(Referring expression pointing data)
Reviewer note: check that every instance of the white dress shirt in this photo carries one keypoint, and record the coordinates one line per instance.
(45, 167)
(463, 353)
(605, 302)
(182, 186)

* Your task:
Would you reproduce every record above exactly as it appears?

* Exercise solution:
Reviewer note: check that every instance of the white dress shirt in this photo carries one keypoint, and record the coordinates one line per instance.
(45, 167)
(463, 353)
(605, 302)
(182, 186)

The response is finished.